- _PASSAGE SHOWN_
**********
# DirecTV refuses to activate used HDTivos?



## jeffles37 (May 26, 2002)

Hey all, I'm ebaying a used HDTivo and a guy stated that D* wouldn't activate if he bought it from me. He asked if I could prove otherwise. I've never heard of such a thing, and have no idea how to prove that's not the case. Can anyone clarify?


----------



## hiker (Nov 29, 2001)

They should activate it but the buyer will have to buy a new access card from D*.


----------



## jeffles37 (May 26, 2002)

hiker said:


> They should activate it but the buyer will have to buy a new access card from D*.


My reading indicates that if I have totally cancelled my account with D* that's not necessary. Whaddya think, hiker?


----------



## hiker (Nov 29, 2001)

Don't think they will allow the buyer to use the old card. New card is only $20.


----------



## jeffles37 (May 26, 2002)

hiker said:


> Don't think they will allow the buyer to use the old card. New card is only $20.


Thanks for the reply!
**********
- _EXTRACTED RECORDS_
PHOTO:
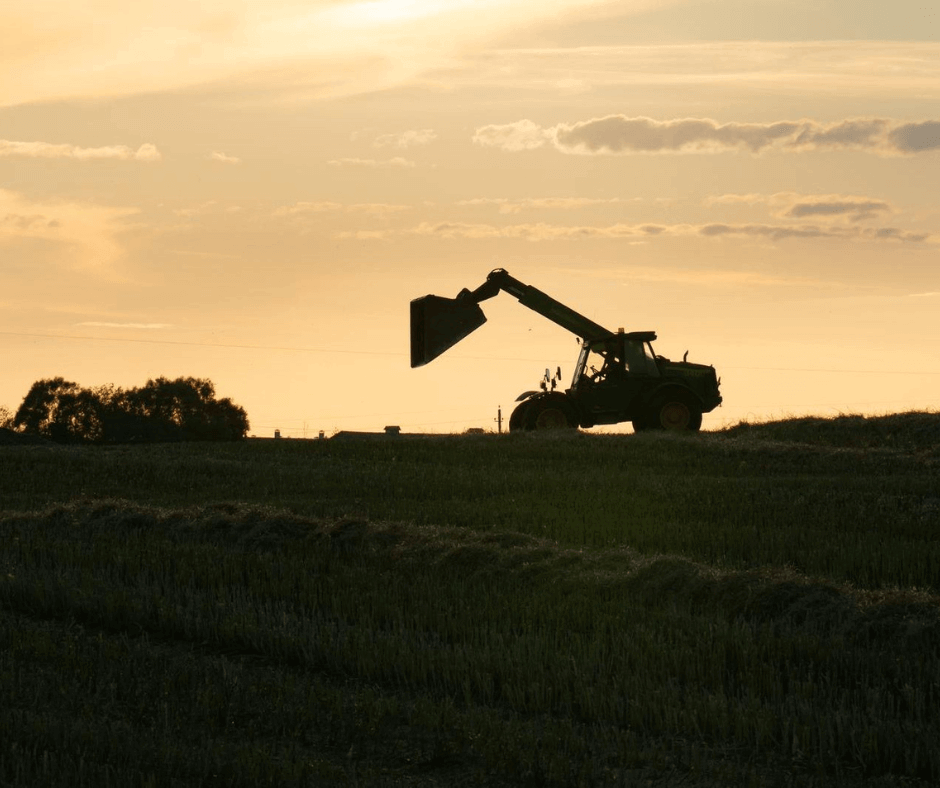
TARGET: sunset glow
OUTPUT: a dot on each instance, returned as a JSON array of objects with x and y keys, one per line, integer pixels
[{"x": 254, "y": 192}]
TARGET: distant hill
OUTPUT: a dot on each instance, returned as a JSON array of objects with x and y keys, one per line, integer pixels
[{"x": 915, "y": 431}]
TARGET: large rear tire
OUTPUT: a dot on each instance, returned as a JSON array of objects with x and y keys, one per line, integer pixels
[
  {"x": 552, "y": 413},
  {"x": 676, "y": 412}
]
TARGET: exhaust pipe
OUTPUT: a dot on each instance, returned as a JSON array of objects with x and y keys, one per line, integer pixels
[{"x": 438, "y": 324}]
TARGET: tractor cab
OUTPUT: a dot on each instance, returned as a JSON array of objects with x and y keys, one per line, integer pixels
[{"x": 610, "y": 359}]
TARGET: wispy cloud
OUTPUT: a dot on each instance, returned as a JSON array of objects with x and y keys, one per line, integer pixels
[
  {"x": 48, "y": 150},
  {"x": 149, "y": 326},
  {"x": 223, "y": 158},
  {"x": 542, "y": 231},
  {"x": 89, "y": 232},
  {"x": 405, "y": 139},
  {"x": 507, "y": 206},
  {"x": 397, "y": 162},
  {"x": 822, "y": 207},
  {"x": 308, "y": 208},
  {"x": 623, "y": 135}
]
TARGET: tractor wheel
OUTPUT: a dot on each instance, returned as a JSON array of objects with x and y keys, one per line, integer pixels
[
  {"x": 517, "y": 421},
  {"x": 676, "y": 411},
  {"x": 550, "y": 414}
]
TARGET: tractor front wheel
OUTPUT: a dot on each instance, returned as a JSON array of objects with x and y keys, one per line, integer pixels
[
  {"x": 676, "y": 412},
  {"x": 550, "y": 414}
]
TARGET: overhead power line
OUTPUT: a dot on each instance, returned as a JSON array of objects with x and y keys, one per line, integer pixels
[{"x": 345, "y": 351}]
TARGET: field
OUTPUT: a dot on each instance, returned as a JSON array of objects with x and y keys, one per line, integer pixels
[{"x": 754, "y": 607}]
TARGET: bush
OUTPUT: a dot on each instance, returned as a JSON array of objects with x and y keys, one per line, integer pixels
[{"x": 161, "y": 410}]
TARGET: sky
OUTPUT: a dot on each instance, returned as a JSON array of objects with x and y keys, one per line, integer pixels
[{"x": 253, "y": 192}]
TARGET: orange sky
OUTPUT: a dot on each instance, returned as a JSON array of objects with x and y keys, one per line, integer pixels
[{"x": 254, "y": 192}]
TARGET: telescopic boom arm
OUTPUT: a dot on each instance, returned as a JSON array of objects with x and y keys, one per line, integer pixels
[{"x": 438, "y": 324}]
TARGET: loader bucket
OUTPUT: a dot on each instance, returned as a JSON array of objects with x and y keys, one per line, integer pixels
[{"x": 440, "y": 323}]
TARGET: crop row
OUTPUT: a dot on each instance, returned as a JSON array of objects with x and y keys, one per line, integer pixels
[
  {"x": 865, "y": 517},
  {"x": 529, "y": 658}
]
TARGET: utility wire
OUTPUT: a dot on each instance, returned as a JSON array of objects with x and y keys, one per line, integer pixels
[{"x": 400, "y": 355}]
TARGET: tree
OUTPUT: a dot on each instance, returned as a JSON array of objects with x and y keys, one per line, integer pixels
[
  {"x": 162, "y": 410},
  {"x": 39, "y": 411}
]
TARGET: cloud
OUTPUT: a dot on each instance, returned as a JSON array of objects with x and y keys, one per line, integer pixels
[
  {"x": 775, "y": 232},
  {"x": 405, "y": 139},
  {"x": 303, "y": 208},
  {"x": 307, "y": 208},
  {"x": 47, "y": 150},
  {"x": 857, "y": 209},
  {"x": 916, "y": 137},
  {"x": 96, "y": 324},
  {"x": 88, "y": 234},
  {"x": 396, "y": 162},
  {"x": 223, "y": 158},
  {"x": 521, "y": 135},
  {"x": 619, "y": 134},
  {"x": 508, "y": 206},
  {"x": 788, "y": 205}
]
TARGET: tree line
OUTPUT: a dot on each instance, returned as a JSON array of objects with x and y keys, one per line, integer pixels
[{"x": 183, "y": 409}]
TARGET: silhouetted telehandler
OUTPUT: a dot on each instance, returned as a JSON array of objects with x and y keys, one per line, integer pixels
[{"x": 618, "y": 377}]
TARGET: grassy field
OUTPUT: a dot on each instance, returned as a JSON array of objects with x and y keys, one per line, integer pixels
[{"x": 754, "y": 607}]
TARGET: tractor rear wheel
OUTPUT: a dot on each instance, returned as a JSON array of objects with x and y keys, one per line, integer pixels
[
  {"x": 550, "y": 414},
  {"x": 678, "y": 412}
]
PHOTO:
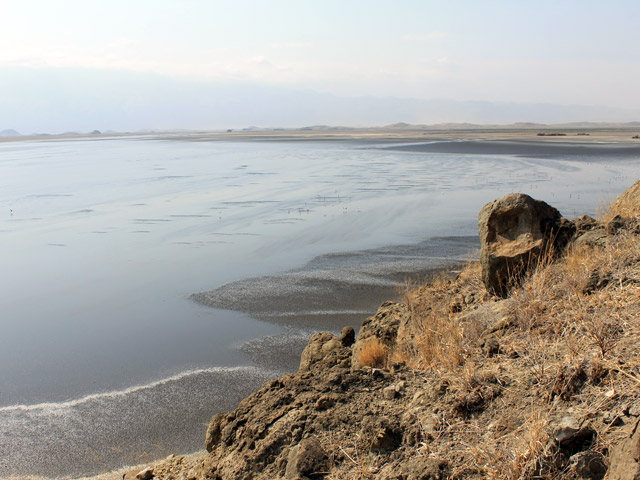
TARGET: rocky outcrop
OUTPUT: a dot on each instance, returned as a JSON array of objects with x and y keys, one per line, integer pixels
**********
- _TASK INSTRUCTIONS_
1. From the forum thread on used HDTivos, translate this sentence into Spanish: "They should activate it but the buyer will have to buy a new access card from D*."
2. In the forum thread on used HDTivos, what price does hiker give for a new card?

- _THE ANSWERS_
1. Deberían activarlo, pero el comprador tendrá que comprar una nueva tarjeta de acceso a D*.

2. $20.